▶ TASK OBJECTIVE: Print the lines from the one containing "Where can the brick" through the one containing "(1002, 516)", both included, with no changes.

START WORKING DATA

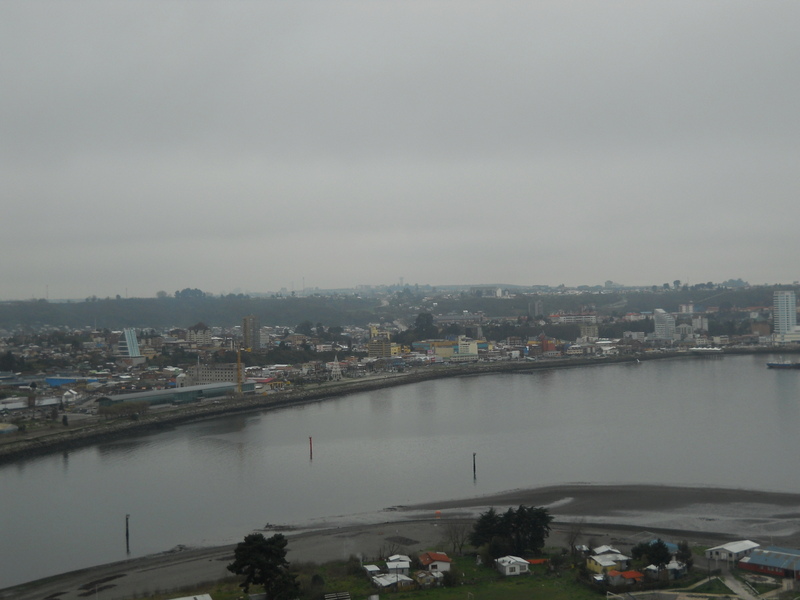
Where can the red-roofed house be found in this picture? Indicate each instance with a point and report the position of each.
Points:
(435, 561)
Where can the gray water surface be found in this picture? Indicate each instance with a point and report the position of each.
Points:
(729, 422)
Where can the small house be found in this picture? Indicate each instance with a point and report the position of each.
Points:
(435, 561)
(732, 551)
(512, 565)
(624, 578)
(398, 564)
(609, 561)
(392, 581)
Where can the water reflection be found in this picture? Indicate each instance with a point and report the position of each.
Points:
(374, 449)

END WORKING DATA
START WORKING DATA

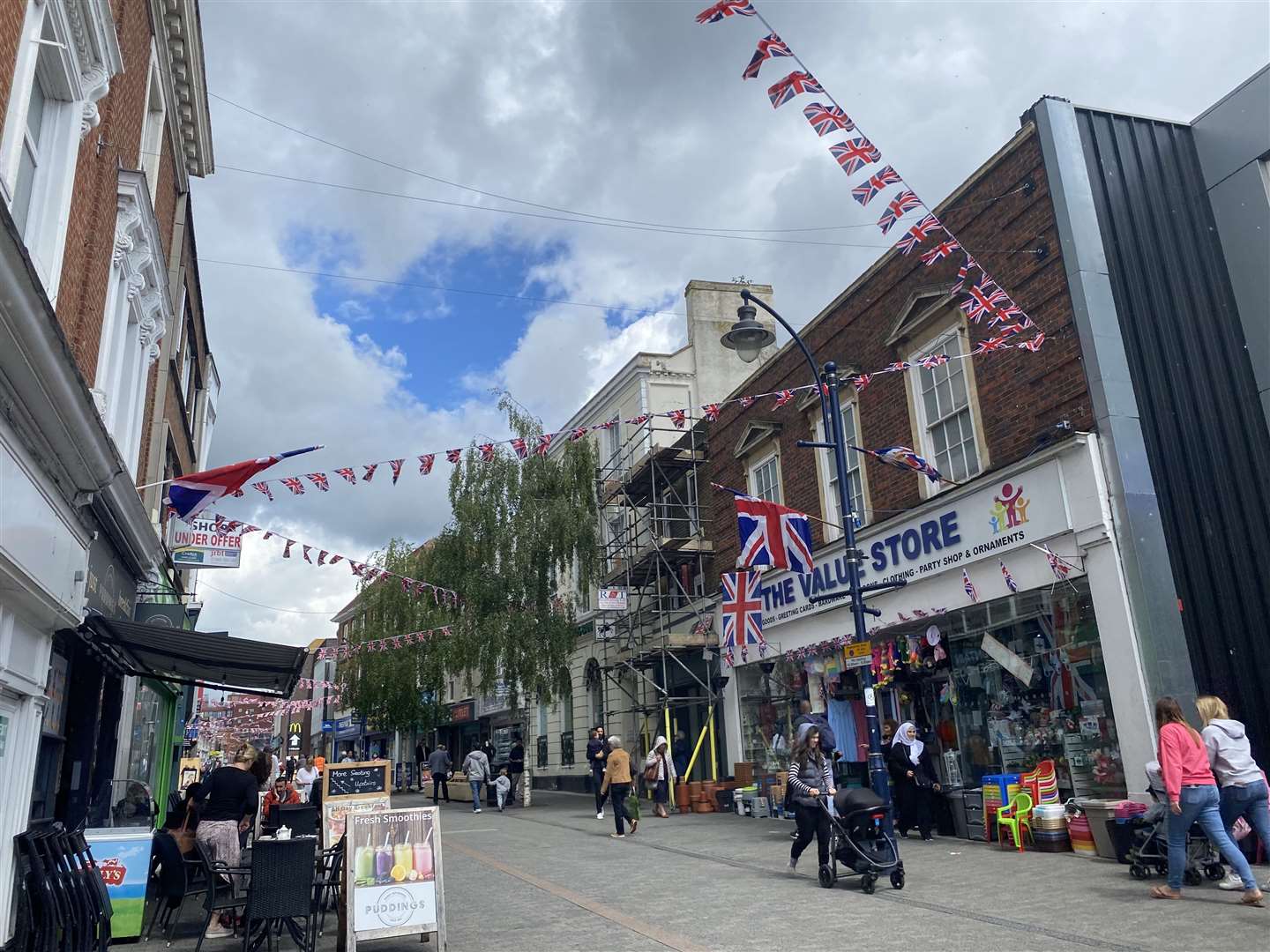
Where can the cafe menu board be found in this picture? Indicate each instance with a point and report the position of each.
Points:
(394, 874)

END WORKING DATA
START WORKING DATA

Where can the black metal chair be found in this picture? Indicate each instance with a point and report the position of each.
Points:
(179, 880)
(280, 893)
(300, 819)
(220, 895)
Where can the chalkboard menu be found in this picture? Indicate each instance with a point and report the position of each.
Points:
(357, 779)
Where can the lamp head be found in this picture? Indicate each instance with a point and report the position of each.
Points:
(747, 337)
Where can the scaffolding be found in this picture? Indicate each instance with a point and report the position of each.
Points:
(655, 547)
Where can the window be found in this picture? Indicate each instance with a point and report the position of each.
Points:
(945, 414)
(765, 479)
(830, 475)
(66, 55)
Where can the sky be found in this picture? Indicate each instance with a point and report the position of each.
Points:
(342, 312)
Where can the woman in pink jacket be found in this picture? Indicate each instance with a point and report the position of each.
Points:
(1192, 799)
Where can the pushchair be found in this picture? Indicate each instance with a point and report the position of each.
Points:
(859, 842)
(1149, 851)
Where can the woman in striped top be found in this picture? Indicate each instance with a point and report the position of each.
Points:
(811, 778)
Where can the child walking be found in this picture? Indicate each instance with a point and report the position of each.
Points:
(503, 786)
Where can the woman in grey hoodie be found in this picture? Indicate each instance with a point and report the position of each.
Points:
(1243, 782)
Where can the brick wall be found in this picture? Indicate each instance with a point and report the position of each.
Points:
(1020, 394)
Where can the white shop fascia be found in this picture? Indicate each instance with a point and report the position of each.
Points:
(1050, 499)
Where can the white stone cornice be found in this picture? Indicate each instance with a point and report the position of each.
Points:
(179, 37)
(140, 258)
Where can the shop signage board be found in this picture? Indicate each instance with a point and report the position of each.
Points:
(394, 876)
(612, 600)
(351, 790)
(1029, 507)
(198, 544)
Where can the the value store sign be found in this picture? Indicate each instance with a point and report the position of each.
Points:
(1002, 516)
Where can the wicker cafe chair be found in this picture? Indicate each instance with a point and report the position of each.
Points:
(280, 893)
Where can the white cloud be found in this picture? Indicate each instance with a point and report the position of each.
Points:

END WORKING DATA

▶ SOLVED EXERCISE:
Where can the brick wall be found in this picture? Indicate each instance with a point and report the position of each.
Points:
(1020, 394)
Where can the white shop fascia be found in this picture? Indicate each instance with a point and report the position of each.
Points:
(1050, 499)
Where can the white stone cornice be found in this picture? Indicate each instance with a point and report the position of each.
Points:
(179, 37)
(140, 258)
Where can the shop signage board be found in this picture? Indicate each instance with a point and report the position of each.
Points:
(394, 876)
(612, 600)
(351, 790)
(1029, 507)
(198, 544)
Where can the the value store sign be found in this picture? Indicate each instance with a point and report the position of each.
Points:
(1002, 516)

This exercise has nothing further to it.